-------- DATASET EXCERPTS
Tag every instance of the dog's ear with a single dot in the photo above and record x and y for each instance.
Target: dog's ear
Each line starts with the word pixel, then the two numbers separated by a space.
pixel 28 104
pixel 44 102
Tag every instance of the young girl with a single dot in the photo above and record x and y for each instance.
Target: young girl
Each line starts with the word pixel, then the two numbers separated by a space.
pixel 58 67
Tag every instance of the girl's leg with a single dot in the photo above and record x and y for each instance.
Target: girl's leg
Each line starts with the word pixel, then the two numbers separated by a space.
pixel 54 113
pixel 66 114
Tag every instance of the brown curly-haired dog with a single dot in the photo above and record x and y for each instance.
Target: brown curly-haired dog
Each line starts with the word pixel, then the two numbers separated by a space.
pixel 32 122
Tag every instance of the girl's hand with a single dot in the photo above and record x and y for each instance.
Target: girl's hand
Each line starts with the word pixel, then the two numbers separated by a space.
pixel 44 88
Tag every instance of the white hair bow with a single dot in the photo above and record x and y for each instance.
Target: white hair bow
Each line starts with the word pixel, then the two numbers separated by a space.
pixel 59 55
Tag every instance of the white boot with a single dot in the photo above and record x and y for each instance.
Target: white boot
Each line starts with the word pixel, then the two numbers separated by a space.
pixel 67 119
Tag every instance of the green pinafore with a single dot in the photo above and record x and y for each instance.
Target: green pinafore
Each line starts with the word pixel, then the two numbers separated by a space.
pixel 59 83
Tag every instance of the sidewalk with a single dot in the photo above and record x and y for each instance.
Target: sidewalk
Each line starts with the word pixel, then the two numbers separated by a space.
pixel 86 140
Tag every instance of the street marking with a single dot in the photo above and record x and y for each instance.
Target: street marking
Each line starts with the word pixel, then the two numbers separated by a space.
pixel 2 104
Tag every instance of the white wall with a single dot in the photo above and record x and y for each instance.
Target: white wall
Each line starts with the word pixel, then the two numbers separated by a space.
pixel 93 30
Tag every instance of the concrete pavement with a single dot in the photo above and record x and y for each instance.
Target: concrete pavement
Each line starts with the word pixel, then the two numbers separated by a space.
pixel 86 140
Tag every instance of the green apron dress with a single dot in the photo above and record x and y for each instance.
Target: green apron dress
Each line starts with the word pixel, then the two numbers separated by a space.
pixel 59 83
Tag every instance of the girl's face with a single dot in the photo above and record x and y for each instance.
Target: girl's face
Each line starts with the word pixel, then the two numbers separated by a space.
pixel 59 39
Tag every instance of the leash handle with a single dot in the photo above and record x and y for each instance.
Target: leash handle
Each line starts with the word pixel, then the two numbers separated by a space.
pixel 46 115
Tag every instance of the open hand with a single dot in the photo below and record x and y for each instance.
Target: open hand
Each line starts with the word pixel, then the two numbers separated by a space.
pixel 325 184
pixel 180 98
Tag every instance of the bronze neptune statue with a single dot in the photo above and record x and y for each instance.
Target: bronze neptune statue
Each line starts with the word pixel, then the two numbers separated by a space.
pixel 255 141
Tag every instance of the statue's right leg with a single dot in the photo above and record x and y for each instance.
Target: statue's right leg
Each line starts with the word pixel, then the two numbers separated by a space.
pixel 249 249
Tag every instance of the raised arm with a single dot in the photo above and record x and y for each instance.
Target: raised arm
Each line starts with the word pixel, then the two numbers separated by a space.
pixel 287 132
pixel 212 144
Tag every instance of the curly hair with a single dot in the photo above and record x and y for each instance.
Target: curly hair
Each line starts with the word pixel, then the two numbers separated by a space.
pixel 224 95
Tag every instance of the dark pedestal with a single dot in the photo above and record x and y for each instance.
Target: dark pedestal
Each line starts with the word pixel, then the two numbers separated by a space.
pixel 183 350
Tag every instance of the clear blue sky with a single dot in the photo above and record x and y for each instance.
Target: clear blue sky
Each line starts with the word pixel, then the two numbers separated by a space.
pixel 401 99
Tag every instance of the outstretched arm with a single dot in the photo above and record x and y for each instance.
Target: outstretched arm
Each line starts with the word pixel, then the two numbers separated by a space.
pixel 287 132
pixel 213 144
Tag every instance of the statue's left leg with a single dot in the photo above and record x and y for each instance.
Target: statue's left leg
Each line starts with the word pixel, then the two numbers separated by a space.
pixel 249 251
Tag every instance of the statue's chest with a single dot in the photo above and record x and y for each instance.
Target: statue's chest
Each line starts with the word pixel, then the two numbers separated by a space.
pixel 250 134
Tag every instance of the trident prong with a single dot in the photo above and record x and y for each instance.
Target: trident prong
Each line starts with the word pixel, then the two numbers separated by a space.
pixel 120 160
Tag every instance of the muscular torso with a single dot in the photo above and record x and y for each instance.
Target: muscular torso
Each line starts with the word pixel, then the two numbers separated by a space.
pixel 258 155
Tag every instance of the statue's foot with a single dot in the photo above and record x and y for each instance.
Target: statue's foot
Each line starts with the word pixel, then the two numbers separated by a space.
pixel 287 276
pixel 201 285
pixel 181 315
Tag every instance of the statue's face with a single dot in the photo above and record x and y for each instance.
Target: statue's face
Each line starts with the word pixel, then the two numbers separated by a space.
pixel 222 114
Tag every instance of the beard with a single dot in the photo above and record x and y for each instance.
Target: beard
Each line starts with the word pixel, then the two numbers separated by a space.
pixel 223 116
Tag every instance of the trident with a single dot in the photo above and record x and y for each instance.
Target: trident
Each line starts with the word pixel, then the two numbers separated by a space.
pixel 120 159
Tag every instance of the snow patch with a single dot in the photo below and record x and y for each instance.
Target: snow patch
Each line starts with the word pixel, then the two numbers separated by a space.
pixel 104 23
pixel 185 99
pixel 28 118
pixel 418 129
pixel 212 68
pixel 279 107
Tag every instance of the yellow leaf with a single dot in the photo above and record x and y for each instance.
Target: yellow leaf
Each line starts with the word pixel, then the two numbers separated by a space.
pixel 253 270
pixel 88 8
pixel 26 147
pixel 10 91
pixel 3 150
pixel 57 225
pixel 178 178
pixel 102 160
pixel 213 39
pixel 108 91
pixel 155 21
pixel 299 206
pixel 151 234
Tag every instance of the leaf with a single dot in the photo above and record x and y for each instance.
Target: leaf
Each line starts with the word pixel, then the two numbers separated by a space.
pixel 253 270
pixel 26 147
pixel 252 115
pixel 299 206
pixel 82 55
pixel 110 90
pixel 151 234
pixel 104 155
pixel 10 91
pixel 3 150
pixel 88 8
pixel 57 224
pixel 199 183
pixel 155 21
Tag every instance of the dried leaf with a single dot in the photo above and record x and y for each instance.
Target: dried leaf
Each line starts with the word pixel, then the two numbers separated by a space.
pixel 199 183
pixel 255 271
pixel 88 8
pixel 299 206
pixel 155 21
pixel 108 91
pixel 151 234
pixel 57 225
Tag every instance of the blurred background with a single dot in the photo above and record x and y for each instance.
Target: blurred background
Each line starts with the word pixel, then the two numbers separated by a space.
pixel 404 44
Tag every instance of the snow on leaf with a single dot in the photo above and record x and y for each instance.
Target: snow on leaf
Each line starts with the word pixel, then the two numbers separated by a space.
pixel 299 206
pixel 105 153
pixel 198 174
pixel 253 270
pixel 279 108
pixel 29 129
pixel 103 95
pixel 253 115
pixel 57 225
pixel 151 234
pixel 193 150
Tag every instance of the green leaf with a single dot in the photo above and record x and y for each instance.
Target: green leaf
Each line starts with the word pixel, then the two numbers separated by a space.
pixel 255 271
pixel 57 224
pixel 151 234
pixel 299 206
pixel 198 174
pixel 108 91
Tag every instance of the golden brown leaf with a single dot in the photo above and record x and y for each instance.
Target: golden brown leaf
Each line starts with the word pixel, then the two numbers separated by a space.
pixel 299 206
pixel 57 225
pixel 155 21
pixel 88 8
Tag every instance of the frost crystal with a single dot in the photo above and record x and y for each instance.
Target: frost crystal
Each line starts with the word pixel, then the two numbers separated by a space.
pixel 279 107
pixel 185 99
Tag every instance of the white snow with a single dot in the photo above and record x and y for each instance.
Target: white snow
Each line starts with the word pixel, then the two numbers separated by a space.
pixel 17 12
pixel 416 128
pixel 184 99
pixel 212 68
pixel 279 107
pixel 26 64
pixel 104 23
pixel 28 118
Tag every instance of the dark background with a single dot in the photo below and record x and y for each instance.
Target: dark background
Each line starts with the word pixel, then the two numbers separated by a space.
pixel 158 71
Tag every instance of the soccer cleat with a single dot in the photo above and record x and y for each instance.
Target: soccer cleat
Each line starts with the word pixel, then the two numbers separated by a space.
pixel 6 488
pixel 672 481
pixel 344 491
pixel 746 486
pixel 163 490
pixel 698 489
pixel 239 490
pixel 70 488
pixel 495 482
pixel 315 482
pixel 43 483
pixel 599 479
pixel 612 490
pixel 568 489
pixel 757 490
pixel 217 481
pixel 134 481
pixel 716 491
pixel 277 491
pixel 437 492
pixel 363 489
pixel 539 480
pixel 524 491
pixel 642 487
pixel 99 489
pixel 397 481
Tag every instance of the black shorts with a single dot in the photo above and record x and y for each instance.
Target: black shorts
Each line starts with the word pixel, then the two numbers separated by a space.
----------------
• [EXERCISE BRIEF]: Copy the lines starting at the one containing "Tag every instance of the street" and ending at the one containing "pixel 46 115", changing "single dot" to "single marker" and leaving everything else unchanged.

• [TASK SOLUTION]:
Tag every instance of the street marking with a single marker in the photo above and record x and y for each instance.
Target: street marking
Each line starts with the word pixel, then the two numbers separated by a space.
pixel 2 104
Tag every instance of the white wall with a single marker in the photo above and record x and y for each instance.
Target: white wall
Each line starts with the word pixel, then the two numbers separated by a space.
pixel 93 30
Tag every instance of the concrete pavement with a single marker in the photo above and record x and y for each instance.
Target: concrete pavement
Each line starts with the word pixel, then the two numbers separated by a space.
pixel 86 140
Tag every instance of the green apron dress with a single marker in the photo above and record x and y for each instance.
Target: green apron dress
Each line starts with the word pixel, then the two numbers separated by a space.
pixel 59 83
Tag every instance of the girl's face with a single marker in the photo above and record x and y for each instance.
Target: girl's face
Each line starts with the word pixel, then the two numbers separated by a space.
pixel 59 39
Tag every instance of the leash handle with a single marker in the photo above and record x and y for each instance.
Target: leash handle
Each line starts with the word pixel, then the two numbers separated by a space.
pixel 46 115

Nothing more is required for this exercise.